Extrait du document:
Vers un avenir éthique et durable. En cours depuis le 27 Août 2020 – France

Pour une architecture vivante

Deux semaines de volontariat sur le chantier participatif d’une maison construite en paille porteuse sur la presqu’île de Crozon.
25 septembre 2020

Au bout de la Bretagne, dans le département du Finistère, Célia se réveille. Le soleil se lève sur un ciel sans nuages annonçant des températures chaudes pour la saison. Depuis des années, la Bretagne, comme le reste du monde, se réchauffe. En ce milieu du mois de septembre, le soleil inonde encore le paysage de degrés de chaleur trop chauds pour la saison. Une maison en paille, terre et bois a poussé du sol. Cela fait deux ans qu’elle pousse. Doucement mais sûrement. 

Le hasard m’a mené, sur la presqu’île de Crozon, là où habite Célia. Une presqu’île que je pensais rase, pelée, sauvage. Mais qui s’avère être la destination préférée des Brestois en weekend, la grande ville de la région à une grosse heure de route. La première partie de l’île est très bocagée et couverte de champs agricoles cultivés encore majoritairement à l’aide d’engrais chimiques. En bord de mer, la végétation se fait plus sauvage. Pins et fougères remplacent les prairies, puis roches et bruyères couvrent le haut des falaises qui délimitent la presqu’île. L’environnement se fait plus dur, plus brut, plus soumis à la puissance du vent et des vagues qui modèlent le paysage. La presqu’île est belle. Belle dans ses coins les plus sauvages. Dans sa multitude de pointes qui parsèment sa côte accidentée. Un maillage de petits villages et fermes parsèment le coin. Un mélange de bâtiments anciens et récents pour un assemblage de villages avec plus ou moins de charme. Certains comme Morgat, Camaret ou Landévennec sont magnifiques. En bordure de mer, l’un présente de jolis maisons colorés, l’autre un petit port abritant des épaves de bateaux et le dernier, abrite les ruines d’une abbaye dans un village à l’architecture préservée.

Enregistrements fournis:
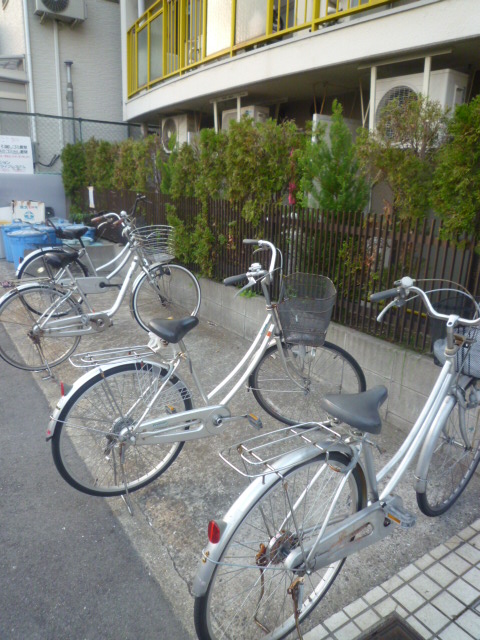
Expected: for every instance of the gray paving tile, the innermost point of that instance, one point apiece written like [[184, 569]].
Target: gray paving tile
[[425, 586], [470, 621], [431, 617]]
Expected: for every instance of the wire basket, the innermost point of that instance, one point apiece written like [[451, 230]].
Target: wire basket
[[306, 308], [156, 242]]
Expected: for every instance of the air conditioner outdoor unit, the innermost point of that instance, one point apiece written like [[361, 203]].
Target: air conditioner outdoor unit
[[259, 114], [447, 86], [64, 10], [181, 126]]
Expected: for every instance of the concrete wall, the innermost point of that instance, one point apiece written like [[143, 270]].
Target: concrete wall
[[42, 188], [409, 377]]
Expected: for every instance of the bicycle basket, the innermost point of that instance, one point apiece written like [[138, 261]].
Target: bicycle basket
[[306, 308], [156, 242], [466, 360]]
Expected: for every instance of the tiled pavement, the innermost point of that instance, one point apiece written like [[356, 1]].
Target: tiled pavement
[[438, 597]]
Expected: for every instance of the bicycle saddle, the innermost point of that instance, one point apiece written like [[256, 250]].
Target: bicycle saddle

Consignes du travail:
#1 Mets à jour le texte sur la presqu'île de Crozon, de "Pour une architecture" jusqu'à "Doucement mais sûrement.", en mettant "chanvre" à la place de "paille".
#2 Réponds à ces questions sur le texte sur la presqu'île de Crozon :
(a) Depuis combien de temps la maison pousse-t-elle ?
(b) À combien de route la grande ville de la région se trouve-t-elle ?
(c) Qu'est-ce qui couvre le haut des falaises ?
#3 D'après le texte sur la presqu'île de Crozon, ces phrases sont-elles justes ? Réponds par oui ou non et cite les mots du texte qui le montrent.
(a) Le volontariat sur le chantier dure trois semaines.
(b) La presqu'île est la destination préférée des Brestois en weekend.
(c) Dans la première partie de l'île, les champs sont cultivés sans engrais chimiques.
Les enregistrements n'ont aucun rôle dans ce travail.

Corrigé par consigne:
#1
Pour une architecture vivante

Deux semaines de volontariat sur le chantier participatif d’une maison construite en chanvre porteuse sur la presqu’île de Crozon.
25 septembre 2020

Au bout de la Bretagne, dans le département du Finistère, Célia se réveille. Le soleil se lève sur un ciel sans nuages annonçant des températures chaudes pour la saison. Depuis des années, la Bretagne, comme le reste du monde, se réchauffe. En ce milieu du mois de septembre, le soleil inonde encore le paysage de degrés de chaleur trop chauds pour la saison. Une maison en chanvre, terre et bois a poussé du sol. Cela fait deux ans qu’elle pousse. Doucement mais sûrement.

#2
(a) Depuis deux ans.
(b) À une grosse heure de route.
(c) Des roches et des bruyères.

#3
(a) Non : « Deux semaines de volontariat sur le chantier participatif ».
(b) Oui : « la destination préférée des Brestois en weekend ».
(c) Non : « cultivés encore majoritairement à l’aide d’engrais chimiques ».